_Exercise materials:_
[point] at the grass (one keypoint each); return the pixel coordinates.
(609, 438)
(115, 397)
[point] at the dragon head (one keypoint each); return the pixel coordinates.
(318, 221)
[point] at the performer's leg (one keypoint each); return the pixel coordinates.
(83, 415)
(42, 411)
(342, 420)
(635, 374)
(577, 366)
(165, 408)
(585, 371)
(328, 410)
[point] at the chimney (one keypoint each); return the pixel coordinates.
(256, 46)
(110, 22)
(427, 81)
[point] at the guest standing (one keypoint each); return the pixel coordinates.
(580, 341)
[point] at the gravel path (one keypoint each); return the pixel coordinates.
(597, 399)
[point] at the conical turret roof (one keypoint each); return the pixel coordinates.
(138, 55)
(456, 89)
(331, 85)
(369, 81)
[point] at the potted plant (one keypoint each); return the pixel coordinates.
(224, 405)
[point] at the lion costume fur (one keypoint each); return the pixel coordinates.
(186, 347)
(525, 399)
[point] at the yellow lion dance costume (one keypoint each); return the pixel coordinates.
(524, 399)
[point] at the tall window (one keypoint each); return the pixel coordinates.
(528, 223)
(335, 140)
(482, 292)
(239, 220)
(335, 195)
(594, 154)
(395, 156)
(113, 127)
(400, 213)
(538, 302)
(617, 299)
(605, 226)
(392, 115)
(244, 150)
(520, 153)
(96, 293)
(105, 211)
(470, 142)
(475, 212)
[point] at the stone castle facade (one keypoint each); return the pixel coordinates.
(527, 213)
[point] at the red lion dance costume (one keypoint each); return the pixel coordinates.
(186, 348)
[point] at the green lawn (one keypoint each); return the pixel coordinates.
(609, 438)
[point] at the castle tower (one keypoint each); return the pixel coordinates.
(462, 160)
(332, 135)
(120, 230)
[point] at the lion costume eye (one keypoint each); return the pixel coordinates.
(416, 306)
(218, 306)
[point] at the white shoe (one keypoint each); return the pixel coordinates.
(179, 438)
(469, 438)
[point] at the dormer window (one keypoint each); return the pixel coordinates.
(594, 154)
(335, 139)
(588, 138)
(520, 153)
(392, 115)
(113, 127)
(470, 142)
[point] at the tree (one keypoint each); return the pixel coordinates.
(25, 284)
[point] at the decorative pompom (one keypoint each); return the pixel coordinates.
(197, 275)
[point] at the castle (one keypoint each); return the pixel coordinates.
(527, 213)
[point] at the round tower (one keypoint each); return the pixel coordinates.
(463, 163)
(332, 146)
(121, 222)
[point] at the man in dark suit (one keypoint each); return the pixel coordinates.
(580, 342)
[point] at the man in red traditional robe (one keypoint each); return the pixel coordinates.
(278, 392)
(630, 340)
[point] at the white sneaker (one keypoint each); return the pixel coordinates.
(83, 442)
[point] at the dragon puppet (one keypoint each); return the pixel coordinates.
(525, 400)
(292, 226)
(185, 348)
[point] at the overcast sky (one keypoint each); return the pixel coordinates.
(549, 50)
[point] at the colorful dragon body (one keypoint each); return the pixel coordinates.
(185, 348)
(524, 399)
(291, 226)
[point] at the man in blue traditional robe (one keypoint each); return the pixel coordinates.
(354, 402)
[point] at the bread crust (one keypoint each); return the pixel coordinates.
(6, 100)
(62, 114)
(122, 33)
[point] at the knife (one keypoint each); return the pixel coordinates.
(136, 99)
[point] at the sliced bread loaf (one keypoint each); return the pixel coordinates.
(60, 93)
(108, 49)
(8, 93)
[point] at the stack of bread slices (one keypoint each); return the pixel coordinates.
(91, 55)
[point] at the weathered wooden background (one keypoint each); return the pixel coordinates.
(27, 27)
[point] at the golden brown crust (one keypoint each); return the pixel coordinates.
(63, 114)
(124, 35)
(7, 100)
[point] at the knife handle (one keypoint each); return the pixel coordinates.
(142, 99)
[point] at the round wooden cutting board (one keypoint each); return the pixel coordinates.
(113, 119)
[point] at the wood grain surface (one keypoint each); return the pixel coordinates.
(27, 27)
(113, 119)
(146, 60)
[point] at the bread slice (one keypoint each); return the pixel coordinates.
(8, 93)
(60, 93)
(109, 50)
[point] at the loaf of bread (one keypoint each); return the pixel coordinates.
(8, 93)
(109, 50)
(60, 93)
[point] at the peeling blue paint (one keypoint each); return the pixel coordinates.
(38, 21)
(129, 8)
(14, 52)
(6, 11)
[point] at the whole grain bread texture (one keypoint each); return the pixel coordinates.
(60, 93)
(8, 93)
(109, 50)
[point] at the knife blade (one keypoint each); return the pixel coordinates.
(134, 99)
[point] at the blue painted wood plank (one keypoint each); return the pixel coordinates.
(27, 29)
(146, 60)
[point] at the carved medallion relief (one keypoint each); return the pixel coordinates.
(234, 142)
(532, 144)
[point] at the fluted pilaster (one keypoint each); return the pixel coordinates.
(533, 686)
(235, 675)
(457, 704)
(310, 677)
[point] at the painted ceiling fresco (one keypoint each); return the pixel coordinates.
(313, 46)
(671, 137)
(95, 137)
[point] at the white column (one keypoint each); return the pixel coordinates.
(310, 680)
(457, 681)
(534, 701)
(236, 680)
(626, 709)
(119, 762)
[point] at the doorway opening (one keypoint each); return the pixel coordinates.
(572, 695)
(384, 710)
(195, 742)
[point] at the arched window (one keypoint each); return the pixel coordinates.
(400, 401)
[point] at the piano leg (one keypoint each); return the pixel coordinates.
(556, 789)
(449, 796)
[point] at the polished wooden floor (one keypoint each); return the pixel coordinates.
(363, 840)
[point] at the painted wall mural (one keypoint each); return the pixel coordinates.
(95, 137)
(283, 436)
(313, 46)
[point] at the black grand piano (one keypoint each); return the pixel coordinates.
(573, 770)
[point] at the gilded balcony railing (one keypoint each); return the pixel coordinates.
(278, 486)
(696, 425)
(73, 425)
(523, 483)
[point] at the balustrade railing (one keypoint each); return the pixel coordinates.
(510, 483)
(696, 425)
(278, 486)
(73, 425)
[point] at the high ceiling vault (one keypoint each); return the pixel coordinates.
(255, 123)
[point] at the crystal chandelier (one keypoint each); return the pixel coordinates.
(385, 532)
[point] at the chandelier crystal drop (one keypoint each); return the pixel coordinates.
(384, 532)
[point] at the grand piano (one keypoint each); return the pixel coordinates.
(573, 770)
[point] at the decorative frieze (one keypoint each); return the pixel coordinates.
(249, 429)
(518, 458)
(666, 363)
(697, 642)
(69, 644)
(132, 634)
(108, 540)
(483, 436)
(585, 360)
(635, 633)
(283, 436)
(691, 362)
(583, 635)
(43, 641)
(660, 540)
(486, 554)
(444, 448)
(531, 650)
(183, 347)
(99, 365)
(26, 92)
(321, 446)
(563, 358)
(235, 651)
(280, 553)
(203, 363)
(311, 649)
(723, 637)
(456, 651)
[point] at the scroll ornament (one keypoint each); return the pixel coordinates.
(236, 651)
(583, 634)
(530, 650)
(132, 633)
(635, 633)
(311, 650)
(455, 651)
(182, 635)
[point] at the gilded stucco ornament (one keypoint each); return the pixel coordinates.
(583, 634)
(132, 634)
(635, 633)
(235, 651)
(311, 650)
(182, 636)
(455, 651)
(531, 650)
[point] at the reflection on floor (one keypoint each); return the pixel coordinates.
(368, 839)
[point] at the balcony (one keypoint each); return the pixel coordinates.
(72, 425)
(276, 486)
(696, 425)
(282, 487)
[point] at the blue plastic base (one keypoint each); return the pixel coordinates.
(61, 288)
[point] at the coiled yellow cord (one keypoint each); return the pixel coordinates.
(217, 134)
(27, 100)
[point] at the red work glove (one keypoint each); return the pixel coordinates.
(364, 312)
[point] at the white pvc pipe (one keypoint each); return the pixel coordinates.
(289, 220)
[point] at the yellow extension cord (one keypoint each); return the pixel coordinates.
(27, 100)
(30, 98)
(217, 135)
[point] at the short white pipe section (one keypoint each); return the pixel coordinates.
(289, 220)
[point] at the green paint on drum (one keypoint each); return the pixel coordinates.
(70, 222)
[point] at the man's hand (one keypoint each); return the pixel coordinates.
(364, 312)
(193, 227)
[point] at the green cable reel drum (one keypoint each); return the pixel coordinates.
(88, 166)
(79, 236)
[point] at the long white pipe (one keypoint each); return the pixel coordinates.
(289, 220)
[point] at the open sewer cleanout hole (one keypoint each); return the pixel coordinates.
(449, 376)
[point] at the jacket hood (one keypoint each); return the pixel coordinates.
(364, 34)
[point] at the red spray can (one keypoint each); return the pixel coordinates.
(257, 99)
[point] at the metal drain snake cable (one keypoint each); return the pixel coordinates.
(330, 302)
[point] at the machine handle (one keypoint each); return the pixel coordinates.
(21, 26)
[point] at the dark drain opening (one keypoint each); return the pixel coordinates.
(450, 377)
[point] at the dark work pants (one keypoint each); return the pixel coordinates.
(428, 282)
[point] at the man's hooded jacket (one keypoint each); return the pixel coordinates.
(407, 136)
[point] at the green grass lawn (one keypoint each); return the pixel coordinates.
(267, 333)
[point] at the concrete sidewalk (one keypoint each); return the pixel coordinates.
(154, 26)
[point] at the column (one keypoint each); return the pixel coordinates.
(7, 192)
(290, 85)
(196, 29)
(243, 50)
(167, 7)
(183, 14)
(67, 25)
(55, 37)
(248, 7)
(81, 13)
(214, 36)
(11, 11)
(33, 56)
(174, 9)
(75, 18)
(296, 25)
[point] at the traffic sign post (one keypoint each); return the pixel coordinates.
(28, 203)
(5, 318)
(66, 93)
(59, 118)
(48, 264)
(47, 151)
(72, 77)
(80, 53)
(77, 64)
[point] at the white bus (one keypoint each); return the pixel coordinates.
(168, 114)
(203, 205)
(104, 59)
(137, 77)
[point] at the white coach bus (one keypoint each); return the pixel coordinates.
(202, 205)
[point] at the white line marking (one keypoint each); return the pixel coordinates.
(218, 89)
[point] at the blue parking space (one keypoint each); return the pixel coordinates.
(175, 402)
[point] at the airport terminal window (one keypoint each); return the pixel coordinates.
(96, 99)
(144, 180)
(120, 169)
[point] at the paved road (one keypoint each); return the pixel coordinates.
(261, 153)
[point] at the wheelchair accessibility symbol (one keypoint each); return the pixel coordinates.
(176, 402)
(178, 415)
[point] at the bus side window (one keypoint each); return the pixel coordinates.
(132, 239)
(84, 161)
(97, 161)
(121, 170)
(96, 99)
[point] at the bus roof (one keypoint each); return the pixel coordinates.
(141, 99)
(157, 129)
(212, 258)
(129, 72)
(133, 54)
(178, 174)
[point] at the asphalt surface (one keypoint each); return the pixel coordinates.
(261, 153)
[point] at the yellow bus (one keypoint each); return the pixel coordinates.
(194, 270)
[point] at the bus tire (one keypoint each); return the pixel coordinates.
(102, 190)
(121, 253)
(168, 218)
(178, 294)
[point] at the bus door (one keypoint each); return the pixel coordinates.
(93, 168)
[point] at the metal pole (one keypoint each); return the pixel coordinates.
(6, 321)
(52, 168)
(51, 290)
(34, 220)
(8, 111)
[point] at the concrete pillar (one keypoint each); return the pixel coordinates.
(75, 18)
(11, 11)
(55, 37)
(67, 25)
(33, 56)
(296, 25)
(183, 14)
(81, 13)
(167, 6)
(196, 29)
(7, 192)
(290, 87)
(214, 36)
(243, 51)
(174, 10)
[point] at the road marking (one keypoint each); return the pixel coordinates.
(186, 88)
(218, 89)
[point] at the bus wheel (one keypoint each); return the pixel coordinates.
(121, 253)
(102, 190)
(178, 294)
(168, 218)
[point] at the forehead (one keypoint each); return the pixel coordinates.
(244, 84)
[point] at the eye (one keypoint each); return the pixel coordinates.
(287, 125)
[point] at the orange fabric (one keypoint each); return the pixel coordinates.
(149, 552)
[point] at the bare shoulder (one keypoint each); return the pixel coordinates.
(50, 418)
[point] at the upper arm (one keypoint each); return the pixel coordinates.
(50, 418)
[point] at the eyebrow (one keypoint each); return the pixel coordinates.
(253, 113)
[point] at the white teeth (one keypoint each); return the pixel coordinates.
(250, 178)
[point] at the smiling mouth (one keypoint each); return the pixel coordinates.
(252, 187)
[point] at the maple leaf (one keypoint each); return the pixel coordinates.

_Instructions for the task:_
Your task is to write out the lines from the one with "[point] at the orange" through the end of the records, exactly and with nothing added.

_The reply:_
[point] at the orange fabric (one keypoint each); return the pixel coordinates.
(149, 552)
[point] at the bare shoulder (one keypoint each); return the pixel coordinates.
(50, 418)
[point] at the upper arm (one keypoint each); return the pixel coordinates.
(50, 418)
[point] at the eyebrow (one keypoint each); return the pixel coordinates.
(253, 113)
[point] at the white teeth (one keypoint each); return the pixel coordinates.
(250, 178)
[point] at the smiling mouth (one keypoint each); return the pixel coordinates.
(252, 187)
[point] at the maple leaf (one keypoint each); return the pixel coordinates.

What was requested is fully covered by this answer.